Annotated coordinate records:
□ □ □ □

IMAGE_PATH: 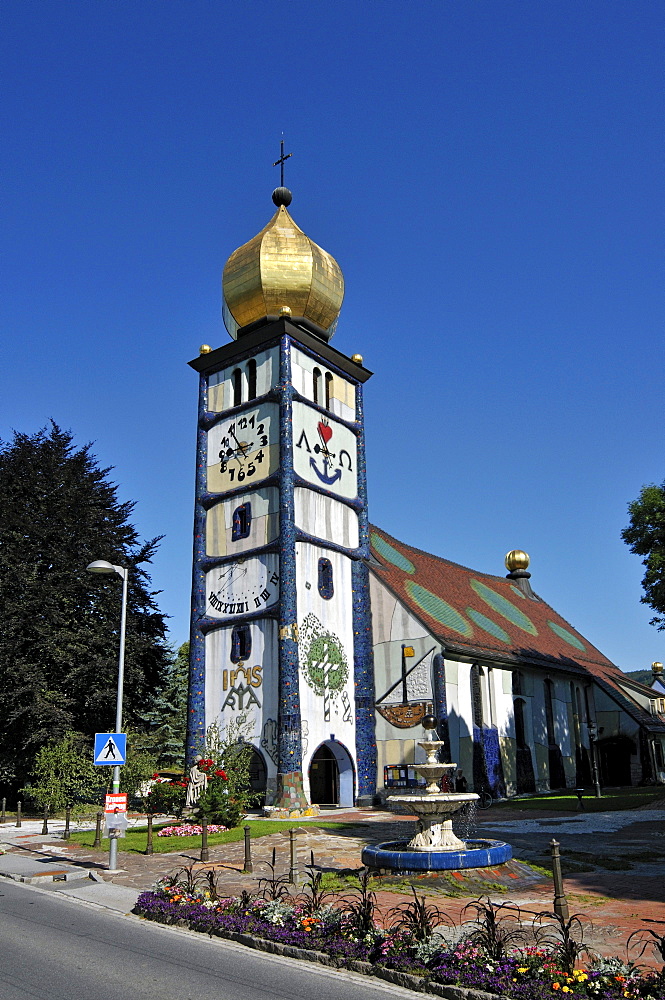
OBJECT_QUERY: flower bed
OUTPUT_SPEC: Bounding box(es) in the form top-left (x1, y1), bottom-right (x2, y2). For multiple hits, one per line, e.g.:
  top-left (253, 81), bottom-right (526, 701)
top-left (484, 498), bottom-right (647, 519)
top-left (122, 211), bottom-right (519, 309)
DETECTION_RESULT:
top-left (134, 867), bottom-right (665, 1000)
top-left (157, 823), bottom-right (228, 837)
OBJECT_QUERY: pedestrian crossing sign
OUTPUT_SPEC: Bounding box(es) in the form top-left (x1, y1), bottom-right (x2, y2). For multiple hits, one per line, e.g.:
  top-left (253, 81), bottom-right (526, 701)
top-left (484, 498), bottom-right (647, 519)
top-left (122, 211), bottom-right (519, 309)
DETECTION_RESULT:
top-left (92, 733), bottom-right (127, 767)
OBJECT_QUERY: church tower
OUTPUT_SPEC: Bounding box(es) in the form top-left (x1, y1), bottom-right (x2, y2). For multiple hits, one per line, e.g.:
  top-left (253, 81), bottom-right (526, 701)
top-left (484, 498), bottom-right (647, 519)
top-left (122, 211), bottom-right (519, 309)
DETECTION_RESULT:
top-left (188, 187), bottom-right (376, 811)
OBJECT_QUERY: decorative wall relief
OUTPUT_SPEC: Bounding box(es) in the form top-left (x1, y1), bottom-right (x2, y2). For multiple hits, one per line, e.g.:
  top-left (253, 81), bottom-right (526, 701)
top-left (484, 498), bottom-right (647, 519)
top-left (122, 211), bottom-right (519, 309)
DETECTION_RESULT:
top-left (222, 663), bottom-right (263, 712)
top-left (300, 613), bottom-right (350, 722)
top-left (261, 719), bottom-right (279, 765)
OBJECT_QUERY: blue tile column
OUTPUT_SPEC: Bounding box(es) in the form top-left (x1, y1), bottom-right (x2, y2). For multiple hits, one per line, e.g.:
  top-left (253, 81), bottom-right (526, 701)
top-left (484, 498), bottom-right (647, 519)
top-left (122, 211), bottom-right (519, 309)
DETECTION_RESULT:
top-left (351, 384), bottom-right (377, 805)
top-left (276, 335), bottom-right (309, 808)
top-left (186, 374), bottom-right (208, 767)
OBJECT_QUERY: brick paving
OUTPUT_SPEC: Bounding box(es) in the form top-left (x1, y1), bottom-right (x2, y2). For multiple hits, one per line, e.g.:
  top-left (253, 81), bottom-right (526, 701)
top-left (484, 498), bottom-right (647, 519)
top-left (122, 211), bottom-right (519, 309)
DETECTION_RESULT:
top-left (0, 808), bottom-right (665, 966)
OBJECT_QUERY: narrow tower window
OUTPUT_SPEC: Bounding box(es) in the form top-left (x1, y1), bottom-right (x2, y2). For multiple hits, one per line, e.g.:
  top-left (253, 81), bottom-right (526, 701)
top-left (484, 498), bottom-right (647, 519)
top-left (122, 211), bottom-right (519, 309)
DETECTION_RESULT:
top-left (231, 625), bottom-right (252, 663)
top-left (319, 559), bottom-right (334, 601)
top-left (471, 663), bottom-right (484, 729)
top-left (312, 368), bottom-right (323, 403)
top-left (233, 368), bottom-right (242, 406)
top-left (231, 503), bottom-right (252, 542)
top-left (247, 358), bottom-right (256, 399)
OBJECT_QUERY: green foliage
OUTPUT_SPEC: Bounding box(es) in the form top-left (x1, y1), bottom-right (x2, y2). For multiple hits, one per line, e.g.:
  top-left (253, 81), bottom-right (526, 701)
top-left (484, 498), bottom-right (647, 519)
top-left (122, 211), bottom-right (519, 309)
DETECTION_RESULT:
top-left (119, 726), bottom-right (159, 798)
top-left (197, 715), bottom-right (256, 829)
top-left (0, 423), bottom-right (174, 788)
top-left (143, 781), bottom-right (187, 816)
top-left (21, 730), bottom-right (106, 813)
top-left (142, 642), bottom-right (189, 771)
top-left (621, 482), bottom-right (665, 630)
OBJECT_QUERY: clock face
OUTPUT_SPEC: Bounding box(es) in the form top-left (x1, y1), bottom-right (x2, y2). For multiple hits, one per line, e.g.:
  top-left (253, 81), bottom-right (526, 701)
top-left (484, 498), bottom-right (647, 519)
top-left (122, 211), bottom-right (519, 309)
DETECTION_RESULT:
top-left (293, 402), bottom-right (358, 499)
top-left (208, 403), bottom-right (279, 493)
top-left (206, 553), bottom-right (279, 618)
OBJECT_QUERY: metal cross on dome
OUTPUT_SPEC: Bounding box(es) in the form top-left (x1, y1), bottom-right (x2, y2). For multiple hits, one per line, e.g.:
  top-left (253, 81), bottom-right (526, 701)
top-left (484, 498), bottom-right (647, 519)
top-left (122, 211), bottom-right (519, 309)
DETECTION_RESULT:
top-left (273, 139), bottom-right (293, 187)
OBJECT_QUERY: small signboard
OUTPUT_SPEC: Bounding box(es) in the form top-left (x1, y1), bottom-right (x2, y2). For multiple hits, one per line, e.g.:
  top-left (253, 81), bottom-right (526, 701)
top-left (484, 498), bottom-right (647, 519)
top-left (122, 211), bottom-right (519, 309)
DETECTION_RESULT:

□ □ □ □

- _PROBLEM TO WORK ON_
Select every line of the entries above that contains the word "tower", and copy each one. Case counts.

- _EXERCISE OUTPUT_
OBJECT_QUERY: church tower
OBJECT_QUERY: narrow tower window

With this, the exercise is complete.